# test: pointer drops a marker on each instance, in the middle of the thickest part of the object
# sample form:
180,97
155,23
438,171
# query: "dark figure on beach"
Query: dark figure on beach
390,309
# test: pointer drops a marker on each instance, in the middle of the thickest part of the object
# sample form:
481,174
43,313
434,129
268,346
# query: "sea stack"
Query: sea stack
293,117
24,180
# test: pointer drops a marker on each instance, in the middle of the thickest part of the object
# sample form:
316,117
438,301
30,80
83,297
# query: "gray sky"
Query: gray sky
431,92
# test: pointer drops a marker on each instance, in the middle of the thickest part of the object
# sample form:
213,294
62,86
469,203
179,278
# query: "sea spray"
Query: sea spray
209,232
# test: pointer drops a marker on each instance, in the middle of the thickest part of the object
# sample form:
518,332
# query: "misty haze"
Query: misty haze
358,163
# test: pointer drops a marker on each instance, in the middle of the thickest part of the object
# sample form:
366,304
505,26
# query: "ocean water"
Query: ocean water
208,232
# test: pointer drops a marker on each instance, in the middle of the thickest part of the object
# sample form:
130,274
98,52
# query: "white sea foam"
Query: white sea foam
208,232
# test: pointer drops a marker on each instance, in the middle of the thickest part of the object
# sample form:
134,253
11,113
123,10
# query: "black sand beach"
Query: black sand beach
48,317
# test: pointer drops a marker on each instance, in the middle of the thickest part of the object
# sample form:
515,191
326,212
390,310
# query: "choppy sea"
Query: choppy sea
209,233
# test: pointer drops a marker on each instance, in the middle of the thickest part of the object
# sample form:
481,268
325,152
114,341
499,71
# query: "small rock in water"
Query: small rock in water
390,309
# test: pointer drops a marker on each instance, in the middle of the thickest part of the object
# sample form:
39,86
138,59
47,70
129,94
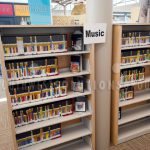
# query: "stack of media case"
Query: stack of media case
130,82
49,74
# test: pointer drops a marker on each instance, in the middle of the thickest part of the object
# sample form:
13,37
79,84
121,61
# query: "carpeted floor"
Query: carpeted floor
141,143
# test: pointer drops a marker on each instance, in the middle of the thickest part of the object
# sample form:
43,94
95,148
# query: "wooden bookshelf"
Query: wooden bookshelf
135,113
78,129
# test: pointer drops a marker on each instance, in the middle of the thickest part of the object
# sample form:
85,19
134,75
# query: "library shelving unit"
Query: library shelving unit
130,82
36,113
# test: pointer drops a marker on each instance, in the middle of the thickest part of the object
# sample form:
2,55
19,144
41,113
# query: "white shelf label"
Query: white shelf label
95,33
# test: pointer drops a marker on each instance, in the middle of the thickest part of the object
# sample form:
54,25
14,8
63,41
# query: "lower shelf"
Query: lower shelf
135,114
79,145
68,134
133,130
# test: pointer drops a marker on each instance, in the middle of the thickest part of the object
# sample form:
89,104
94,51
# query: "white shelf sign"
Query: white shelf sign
95,33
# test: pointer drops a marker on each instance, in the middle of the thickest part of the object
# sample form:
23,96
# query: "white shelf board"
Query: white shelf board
133,130
135,65
135,47
69,96
68,134
46,55
53,121
61,75
77,145
139,97
147,79
133,114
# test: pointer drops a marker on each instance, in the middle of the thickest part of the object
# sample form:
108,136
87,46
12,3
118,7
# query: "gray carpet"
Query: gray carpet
141,143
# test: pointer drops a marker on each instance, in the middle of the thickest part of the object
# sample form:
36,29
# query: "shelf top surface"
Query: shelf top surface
39,26
131,24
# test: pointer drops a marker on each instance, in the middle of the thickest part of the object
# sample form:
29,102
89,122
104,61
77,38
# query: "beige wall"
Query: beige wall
100,11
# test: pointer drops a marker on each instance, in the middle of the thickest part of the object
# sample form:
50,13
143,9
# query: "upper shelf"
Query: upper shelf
49,122
61,75
41,102
139,97
39,26
135,65
47,55
147,79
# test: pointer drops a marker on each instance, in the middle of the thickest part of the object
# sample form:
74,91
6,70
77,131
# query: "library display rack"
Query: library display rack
49,81
130,82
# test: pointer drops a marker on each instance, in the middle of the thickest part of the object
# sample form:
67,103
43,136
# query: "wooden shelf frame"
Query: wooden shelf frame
71,132
141,97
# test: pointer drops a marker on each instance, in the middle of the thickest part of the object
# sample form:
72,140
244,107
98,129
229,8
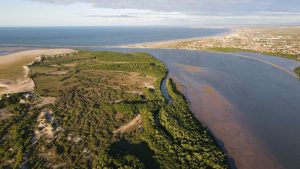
■ ■ ■ ■
* Goal of the exercise *
Which lines in the records contain the string "beach", with case counting? Locate each one and copy it out in full.

* Output for this task *
# query: "dark figure on beach"
Query: dark figure on beach
# query: "black sand beach"
Query: black sand beach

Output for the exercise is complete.